= AIM =
Continue the review of episode 11 of The 100 Girlfriends Who Really, Really, Really, Really, REALLY Love You, starting right after its last sentence and keeping the same voice.

= SELECTION =
******

The 100 Girlfriends Who Really, Really, Really, Really, REALLY Love You – Episode 11

Hello folks, and welcome back to Wrong Every Time. Today we are in for some absolute nonsense, and that’s even by the already-nonsensical standards of 100 Girlfriends’ usual fare. Having infiltrated Hakari’s house in order to rescue her from her tyrannical mother, Rentaro was eventually brought face-to-face with the tyrant herself, the imperious Hahari Hanazono. Then, after being thoroughly moved by her tale of love and loss, Rentaro tearily gazed into Hahari’s eyes – and realized that yes, she too is one of his destined soulmates.

******

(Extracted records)
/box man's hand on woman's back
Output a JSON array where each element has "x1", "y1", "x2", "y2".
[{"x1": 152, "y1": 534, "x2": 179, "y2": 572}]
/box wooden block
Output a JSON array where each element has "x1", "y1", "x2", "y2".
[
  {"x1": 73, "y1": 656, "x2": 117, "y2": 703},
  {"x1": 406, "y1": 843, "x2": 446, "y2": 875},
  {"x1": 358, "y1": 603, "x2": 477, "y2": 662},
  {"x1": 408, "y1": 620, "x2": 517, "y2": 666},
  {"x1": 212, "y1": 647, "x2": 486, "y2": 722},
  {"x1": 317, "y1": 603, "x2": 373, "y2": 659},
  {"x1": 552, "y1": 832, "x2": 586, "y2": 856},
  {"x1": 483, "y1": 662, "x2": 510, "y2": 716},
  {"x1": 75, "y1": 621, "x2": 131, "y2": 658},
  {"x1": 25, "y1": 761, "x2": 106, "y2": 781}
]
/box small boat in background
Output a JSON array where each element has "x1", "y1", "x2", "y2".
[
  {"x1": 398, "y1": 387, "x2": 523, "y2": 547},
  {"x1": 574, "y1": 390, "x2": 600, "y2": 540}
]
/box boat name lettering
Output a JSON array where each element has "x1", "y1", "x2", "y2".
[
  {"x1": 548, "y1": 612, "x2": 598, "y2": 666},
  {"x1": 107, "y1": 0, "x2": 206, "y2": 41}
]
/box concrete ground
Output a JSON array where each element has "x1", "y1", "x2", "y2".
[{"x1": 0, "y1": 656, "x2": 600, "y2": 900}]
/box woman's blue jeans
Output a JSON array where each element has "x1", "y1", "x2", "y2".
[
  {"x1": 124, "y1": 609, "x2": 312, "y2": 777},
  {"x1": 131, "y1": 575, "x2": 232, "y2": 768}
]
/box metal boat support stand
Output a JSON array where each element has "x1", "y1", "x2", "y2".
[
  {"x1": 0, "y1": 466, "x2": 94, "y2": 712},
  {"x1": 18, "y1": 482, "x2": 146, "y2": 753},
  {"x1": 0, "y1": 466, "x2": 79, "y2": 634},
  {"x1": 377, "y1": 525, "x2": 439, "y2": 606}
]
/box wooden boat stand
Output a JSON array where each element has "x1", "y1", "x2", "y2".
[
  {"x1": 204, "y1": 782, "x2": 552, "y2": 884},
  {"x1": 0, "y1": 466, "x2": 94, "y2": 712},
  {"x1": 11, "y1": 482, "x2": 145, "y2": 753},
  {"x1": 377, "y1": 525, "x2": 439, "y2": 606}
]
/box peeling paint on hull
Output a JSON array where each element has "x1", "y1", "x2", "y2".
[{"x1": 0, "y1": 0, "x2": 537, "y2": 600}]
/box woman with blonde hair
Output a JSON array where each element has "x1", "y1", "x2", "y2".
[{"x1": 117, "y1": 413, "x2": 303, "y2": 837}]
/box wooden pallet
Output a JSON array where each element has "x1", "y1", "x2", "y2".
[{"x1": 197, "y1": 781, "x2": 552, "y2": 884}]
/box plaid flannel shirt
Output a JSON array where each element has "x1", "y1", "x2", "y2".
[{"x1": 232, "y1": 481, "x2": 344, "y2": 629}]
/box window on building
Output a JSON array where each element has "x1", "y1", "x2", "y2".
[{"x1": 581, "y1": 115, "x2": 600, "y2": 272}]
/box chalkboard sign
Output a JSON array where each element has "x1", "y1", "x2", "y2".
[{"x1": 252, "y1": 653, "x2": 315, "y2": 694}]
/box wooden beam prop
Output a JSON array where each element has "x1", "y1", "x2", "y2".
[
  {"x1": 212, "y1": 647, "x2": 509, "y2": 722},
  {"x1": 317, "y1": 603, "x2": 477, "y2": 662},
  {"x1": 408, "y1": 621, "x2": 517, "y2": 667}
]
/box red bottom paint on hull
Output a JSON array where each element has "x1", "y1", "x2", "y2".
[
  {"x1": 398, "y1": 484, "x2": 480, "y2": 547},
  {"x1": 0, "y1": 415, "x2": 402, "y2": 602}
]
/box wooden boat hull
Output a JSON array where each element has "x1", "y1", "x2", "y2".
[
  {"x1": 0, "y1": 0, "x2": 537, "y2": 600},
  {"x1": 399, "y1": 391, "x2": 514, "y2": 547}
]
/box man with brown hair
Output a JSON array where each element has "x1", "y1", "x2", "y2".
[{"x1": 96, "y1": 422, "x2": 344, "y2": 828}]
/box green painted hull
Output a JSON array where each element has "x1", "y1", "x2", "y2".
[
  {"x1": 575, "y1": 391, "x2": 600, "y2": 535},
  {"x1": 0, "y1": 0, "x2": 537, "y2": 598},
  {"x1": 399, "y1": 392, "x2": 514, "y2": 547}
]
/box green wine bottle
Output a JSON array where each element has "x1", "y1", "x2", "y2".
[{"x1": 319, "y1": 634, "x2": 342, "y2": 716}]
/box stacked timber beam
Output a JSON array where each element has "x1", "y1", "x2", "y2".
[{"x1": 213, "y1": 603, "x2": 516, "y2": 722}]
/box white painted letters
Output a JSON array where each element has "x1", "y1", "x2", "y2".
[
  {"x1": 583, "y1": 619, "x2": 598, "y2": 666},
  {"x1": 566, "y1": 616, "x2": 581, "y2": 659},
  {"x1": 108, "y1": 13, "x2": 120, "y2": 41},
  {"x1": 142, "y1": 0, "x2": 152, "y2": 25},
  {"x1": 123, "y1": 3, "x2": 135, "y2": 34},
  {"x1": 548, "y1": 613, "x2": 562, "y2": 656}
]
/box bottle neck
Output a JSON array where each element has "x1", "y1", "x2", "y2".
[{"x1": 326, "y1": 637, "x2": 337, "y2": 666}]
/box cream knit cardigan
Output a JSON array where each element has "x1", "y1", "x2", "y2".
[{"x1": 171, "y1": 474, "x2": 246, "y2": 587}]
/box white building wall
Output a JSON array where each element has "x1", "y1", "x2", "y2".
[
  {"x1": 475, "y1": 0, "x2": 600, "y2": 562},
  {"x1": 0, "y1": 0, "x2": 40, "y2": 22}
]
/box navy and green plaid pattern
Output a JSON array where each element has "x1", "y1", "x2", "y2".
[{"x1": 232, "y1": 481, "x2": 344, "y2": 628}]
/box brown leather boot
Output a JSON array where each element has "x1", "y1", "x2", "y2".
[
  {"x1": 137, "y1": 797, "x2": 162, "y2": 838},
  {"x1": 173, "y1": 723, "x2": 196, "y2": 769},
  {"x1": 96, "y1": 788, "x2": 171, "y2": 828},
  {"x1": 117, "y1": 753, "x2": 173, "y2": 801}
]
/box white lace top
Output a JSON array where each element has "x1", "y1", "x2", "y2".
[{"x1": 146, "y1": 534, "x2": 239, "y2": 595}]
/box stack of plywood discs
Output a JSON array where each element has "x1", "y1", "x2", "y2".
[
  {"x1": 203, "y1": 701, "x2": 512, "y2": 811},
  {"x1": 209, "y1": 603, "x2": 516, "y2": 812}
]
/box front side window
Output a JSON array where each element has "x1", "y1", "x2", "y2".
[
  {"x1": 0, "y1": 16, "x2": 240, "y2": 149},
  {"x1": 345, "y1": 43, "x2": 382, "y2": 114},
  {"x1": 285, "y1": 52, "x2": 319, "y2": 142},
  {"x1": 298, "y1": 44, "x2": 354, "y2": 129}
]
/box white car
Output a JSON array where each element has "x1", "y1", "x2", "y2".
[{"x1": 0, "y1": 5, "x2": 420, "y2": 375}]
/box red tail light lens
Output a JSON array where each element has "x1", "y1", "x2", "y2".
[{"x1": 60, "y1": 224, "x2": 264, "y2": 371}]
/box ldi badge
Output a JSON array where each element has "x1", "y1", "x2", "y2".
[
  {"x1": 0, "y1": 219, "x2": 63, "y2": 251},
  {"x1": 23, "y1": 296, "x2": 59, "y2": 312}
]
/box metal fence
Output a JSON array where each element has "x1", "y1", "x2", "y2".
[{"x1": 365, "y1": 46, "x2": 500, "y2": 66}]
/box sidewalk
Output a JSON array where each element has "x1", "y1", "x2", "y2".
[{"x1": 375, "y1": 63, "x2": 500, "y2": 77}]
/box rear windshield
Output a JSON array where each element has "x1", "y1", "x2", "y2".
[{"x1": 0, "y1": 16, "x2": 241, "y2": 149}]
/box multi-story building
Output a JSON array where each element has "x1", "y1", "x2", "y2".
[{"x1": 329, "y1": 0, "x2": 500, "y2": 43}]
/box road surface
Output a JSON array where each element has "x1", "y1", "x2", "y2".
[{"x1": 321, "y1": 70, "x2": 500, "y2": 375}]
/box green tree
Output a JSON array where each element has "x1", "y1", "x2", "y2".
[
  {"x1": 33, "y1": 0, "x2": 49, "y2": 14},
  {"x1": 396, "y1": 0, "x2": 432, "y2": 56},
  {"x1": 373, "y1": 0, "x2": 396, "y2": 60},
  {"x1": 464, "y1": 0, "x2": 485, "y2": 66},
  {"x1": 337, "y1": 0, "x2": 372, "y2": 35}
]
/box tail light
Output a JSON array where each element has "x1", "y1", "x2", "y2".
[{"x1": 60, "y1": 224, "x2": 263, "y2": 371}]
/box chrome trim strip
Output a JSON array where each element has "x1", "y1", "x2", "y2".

******

= RESPONSE TO THE EXERCISE =
So, both one of his fellow high schoolers and that girl’s own mother are going to end up in the Rentaro family, apparently. Well, we knew we were in for absurdity right from the start, and I suppose it’s only a small step from founding the Rentaro Family to that clan consuming other families entirely, enveloping both mothers and daughters in Rentaro’s boundless love. I have to admit, I wasn’t sure how this story was going to top the preposterousness of Kusuri’s whole deal, but they immediately found a way. God bless them, they found a way.

Anyway, enough marveling at how gloriously stupid this turn of fate is. Let’s admire the fallout!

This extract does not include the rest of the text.